## PROMPT
Reproduce the listing from the line with "Spot every instance of the person in black" through the end of the listing, swapping "drop a point" for "place a marker" and keeping everything else unchanged.

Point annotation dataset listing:
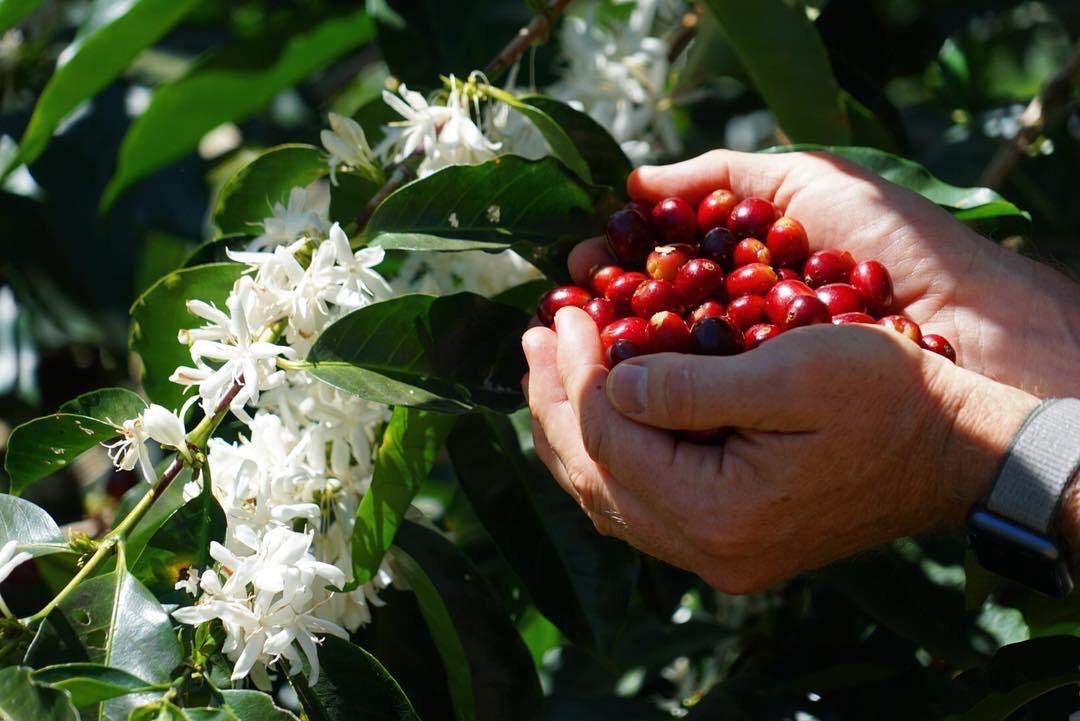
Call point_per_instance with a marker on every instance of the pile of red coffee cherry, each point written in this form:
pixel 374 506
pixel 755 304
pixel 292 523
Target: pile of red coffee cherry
pixel 723 280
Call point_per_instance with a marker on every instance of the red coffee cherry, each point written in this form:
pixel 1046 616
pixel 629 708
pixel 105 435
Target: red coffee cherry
pixel 939 344
pixel 841 298
pixel 805 311
pixel 781 296
pixel 655 296
pixel 715 209
pixel 903 326
pixel 621 289
pixel 602 311
pixel 874 284
pixel 629 237
pixel 707 309
pixel 752 280
pixel 715 337
pixel 601 276
pixel 827 266
pixel 624 339
pixel 753 217
pixel 674 221
pixel 787 241
pixel 561 297
pixel 718 245
pixel 700 280
pixel 670 334
pixel 758 334
pixel 665 260
pixel 745 311
pixel 845 318
pixel 751 250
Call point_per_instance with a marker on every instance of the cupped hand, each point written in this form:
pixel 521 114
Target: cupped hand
pixel 1009 317
pixel 844 437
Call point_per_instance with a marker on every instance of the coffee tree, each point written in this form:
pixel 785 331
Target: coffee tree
pixel 315 495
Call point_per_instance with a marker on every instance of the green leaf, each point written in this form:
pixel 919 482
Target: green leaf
pixel 559 143
pixel 447 353
pixel 250 195
pixel 1017 675
pixel 968 204
pixel 161 312
pixel 13 11
pixel 120 624
pixel 230 84
pixel 536 207
pixel 254 706
pixel 22 699
pixel 579 580
pixel 113 32
pixel 181 542
pixel 608 163
pixel 350 680
pixel 45 445
pixel 487 665
pixel 407 452
pixel 785 58
pixel 92 683
pixel 30 527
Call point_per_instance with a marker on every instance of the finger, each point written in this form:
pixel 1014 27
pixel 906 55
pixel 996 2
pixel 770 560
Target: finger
pixel 779 390
pixel 585 256
pixel 745 174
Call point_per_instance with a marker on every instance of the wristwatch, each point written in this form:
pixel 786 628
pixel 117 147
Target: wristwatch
pixel 1013 531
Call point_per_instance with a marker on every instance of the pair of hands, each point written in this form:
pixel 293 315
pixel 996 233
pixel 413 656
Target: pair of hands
pixel 847 436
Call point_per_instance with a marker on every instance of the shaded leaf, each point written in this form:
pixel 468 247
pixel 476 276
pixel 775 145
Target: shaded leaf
pixel 350 680
pixel 113 32
pixel 447 353
pixel 30 526
pixel 22 699
pixel 92 683
pixel 250 195
pixel 161 312
pixel 403 463
pixel 578 579
pixel 488 667
pixel 45 445
pixel 230 84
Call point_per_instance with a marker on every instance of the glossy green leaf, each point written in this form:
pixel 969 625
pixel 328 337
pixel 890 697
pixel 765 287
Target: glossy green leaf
pixel 13 11
pixel 352 682
pixel 1017 675
pixel 487 665
pixel 254 706
pixel 92 683
pixel 786 60
pixel 113 32
pixel 536 207
pixel 120 624
pixel 161 312
pixel 23 699
pixel 30 527
pixel 45 445
pixel 578 579
pixel 447 353
pixel 250 195
pixel 404 460
pixel 230 84
pixel 968 204
pixel 605 159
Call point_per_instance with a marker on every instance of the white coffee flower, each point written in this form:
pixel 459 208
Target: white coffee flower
pixel 347 145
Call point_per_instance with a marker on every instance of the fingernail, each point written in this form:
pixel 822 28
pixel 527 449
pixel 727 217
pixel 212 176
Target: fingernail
pixel 626 383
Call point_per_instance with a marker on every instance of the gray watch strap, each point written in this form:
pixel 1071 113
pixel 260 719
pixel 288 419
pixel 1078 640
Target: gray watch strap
pixel 1043 457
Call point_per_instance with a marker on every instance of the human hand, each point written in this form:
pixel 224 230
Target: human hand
pixel 1009 317
pixel 845 437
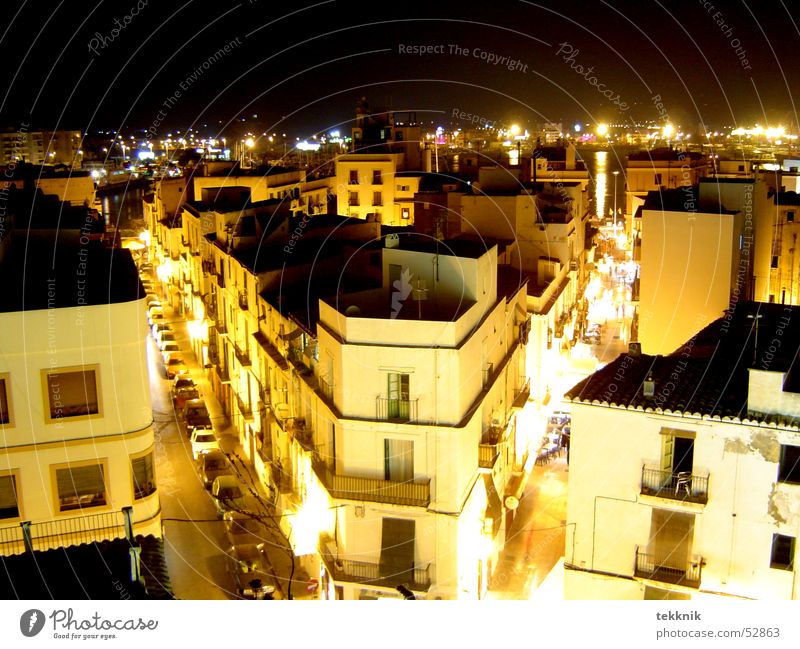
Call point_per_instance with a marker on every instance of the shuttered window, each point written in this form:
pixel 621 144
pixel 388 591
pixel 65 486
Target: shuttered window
pixel 80 487
pixel 5 415
pixel 9 505
pixel 144 477
pixel 72 393
pixel 397 549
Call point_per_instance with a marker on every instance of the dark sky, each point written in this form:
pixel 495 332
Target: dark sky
pixel 301 66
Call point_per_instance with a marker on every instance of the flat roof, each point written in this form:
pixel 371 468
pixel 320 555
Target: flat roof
pixel 45 269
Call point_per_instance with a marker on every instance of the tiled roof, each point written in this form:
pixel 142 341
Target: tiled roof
pixel 708 375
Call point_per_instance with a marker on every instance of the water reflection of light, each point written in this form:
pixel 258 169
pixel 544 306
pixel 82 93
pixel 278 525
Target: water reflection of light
pixel 600 184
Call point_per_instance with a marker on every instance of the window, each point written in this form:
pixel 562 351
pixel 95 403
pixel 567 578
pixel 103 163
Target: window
pixel 782 556
pixel 5 405
pixel 72 392
pixel 144 477
pixel 9 503
pixel 397 549
pixel 398 460
pixel 80 487
pixel 789 466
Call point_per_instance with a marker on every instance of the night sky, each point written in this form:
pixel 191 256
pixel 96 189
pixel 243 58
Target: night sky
pixel 301 66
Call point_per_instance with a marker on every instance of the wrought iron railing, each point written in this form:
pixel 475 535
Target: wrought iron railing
pixel 487 455
pixel 416 578
pixel 488 370
pixel 400 410
pixel 412 493
pixel 63 532
pixel 326 388
pixel 241 354
pixel 683 486
pixel 670 571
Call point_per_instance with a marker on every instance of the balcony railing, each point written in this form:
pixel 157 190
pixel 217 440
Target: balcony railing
pixel 361 572
pixel 326 388
pixel 521 398
pixel 487 455
pixel 670 571
pixel 488 370
pixel 415 494
pixel 675 486
pixel 241 355
pixel 399 410
pixel 244 408
pixel 490 447
pixel 63 532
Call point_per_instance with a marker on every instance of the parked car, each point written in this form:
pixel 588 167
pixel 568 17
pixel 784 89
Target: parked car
pixel 174 365
pixel 203 440
pixel 242 528
pixel 183 389
pixel 195 414
pixel 164 336
pixel 211 465
pixel 245 564
pixel 228 494
pixel 169 348
pixel 154 315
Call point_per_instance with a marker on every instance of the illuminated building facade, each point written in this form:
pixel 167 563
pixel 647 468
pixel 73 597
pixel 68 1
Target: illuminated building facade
pixel 685 469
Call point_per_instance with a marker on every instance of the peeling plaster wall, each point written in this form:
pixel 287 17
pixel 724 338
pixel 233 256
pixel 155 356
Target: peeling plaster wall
pixel 733 532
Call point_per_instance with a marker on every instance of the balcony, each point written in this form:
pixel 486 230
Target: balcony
pixel 361 572
pixel 241 354
pixel 669 571
pixel 488 370
pixel 685 487
pixel 521 398
pixel 415 494
pixel 397 410
pixel 490 447
pixel 63 533
pixel 244 408
pixel 326 389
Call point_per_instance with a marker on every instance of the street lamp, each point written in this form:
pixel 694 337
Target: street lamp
pixel 616 173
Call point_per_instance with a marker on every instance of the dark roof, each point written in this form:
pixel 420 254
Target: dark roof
pixel 786 198
pixel 683 199
pixel 666 154
pixel 56 269
pixel 462 246
pixel 708 375
pixel 87 571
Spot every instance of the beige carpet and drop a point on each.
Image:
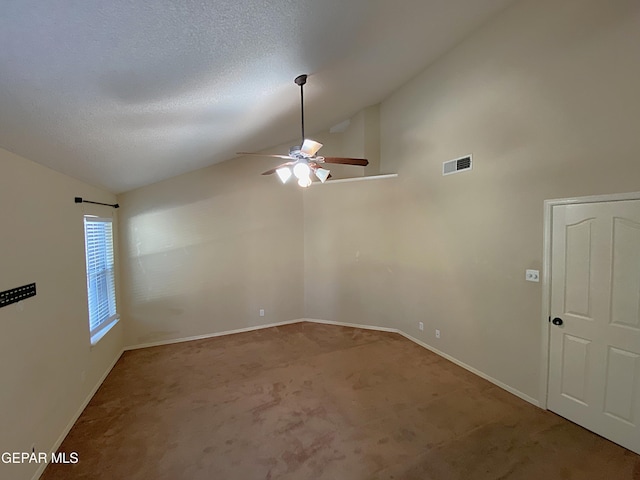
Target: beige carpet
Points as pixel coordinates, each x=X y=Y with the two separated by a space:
x=310 y=401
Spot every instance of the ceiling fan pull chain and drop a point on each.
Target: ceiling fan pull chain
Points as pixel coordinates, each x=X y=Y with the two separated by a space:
x=301 y=80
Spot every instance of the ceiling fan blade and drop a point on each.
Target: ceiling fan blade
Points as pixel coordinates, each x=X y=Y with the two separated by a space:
x=310 y=147
x=286 y=157
x=273 y=170
x=363 y=162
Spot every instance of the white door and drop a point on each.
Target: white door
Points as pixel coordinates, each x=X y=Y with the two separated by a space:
x=594 y=351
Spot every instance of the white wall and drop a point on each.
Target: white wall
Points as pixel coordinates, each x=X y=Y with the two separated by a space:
x=47 y=365
x=546 y=99
x=203 y=252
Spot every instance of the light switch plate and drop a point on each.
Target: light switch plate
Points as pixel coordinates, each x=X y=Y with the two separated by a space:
x=532 y=276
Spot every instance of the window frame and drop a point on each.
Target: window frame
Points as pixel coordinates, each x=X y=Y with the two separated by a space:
x=100 y=277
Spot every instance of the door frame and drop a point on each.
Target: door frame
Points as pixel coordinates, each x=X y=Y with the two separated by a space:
x=546 y=277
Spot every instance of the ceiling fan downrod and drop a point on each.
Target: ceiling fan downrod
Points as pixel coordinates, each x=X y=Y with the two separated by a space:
x=301 y=80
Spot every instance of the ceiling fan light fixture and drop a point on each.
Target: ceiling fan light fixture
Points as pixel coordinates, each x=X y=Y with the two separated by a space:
x=301 y=170
x=304 y=182
x=310 y=147
x=322 y=174
x=284 y=174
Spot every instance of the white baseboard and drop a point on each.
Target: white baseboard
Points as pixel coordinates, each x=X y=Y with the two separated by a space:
x=475 y=371
x=75 y=417
x=211 y=335
x=352 y=325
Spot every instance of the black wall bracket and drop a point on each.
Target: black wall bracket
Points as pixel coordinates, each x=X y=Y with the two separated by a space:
x=81 y=200
x=16 y=294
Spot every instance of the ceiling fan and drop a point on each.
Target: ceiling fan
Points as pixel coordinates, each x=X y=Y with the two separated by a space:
x=303 y=161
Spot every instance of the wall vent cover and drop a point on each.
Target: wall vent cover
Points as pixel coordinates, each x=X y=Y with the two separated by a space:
x=455 y=166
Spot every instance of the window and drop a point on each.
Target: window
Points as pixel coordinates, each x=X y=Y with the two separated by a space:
x=101 y=288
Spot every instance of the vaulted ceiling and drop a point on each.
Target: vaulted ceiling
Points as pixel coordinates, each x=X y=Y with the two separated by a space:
x=124 y=93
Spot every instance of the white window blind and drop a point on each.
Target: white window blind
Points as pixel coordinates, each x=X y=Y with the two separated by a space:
x=101 y=289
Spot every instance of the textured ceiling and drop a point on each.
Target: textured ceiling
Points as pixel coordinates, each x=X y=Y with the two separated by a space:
x=124 y=93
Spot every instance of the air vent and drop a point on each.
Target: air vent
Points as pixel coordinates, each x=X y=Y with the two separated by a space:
x=455 y=166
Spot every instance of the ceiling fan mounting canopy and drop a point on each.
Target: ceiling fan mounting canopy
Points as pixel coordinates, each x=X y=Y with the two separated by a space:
x=301 y=79
x=304 y=156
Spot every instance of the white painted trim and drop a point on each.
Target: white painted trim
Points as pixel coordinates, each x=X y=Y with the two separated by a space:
x=352 y=325
x=210 y=335
x=75 y=417
x=546 y=275
x=475 y=371
x=500 y=384
x=357 y=179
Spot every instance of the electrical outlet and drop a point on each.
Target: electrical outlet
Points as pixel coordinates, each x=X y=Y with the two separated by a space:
x=532 y=276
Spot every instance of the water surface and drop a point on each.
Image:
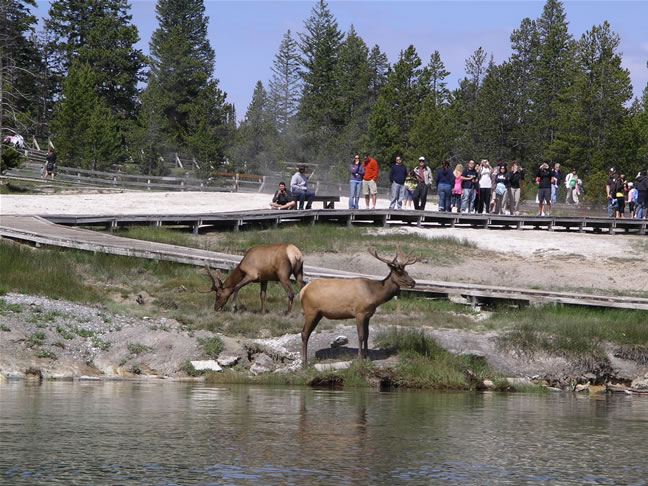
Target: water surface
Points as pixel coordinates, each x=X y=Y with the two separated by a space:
x=122 y=433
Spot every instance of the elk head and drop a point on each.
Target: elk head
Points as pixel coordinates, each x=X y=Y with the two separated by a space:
x=222 y=293
x=399 y=274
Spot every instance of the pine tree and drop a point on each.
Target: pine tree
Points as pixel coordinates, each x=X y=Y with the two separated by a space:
x=379 y=68
x=19 y=67
x=525 y=45
x=592 y=125
x=256 y=134
x=85 y=129
x=181 y=98
x=285 y=84
x=398 y=105
x=551 y=73
x=436 y=73
x=319 y=45
x=100 y=34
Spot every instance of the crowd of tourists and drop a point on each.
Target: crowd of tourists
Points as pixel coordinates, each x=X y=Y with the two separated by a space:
x=627 y=198
x=476 y=188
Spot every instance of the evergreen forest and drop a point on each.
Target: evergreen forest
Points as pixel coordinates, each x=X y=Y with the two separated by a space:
x=79 y=80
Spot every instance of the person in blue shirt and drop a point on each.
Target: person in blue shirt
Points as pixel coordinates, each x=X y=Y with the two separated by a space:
x=444 y=181
x=397 y=176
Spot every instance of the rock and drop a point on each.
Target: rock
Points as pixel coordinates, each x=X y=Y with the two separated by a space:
x=640 y=383
x=341 y=365
x=262 y=364
x=519 y=381
x=206 y=365
x=339 y=341
x=228 y=361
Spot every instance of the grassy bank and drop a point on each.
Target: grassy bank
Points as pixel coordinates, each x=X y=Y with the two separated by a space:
x=140 y=287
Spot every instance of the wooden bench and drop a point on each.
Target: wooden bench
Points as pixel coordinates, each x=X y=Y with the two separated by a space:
x=328 y=202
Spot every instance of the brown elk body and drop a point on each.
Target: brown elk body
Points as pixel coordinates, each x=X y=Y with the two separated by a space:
x=263 y=264
x=358 y=298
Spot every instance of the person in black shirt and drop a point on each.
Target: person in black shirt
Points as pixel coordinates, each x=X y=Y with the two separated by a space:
x=50 y=164
x=282 y=199
x=544 y=179
x=517 y=175
x=469 y=180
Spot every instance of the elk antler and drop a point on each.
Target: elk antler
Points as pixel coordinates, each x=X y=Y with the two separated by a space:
x=384 y=260
x=406 y=259
x=216 y=281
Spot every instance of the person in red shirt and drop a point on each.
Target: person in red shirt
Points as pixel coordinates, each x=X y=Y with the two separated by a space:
x=369 y=180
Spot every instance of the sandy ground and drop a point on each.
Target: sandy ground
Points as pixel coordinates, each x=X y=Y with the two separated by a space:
x=539 y=259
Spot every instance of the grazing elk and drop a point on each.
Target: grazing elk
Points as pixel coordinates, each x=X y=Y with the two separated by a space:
x=263 y=264
x=336 y=298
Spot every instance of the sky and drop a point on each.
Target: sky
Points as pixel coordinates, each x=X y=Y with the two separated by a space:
x=245 y=35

## RESULT FOR THIS TASK
Spot every instance of the person in black shirt and place a marker on each.
Target: person in black shirt
Points as pixel coordinates, each x=X y=Y with the two separated by a space:
x=50 y=164
x=282 y=199
x=544 y=179
x=517 y=175
x=469 y=180
Spot every instance of the elk antler and place a marker on each.
Target: elk antler
Points as pixel coordinates, each x=X y=Y with the two separated by a space:
x=384 y=260
x=406 y=259
x=216 y=281
Spot every instance of the person in red shirt and place a marker on each.
Target: person in red shirt
Points as pixel coordinates, each x=X y=Y with the two separated by a space:
x=369 y=180
Spot every instance of the sandy ground and place a marker on each.
Target: sandy ground
Points as pixel coordinates, each x=X y=Y with the two separated by a space:
x=539 y=259
Spot every instance of the grazing elk and place a marker on each.
Target: grazing elk
Points as pixel coordinates, each x=X y=Y with the two separated by a space:
x=263 y=264
x=336 y=298
Spot every instance of the sky and place a marker on each.
Target: sky
Points as pixel coordinates, each x=X y=Y with the two separated by a space:
x=245 y=35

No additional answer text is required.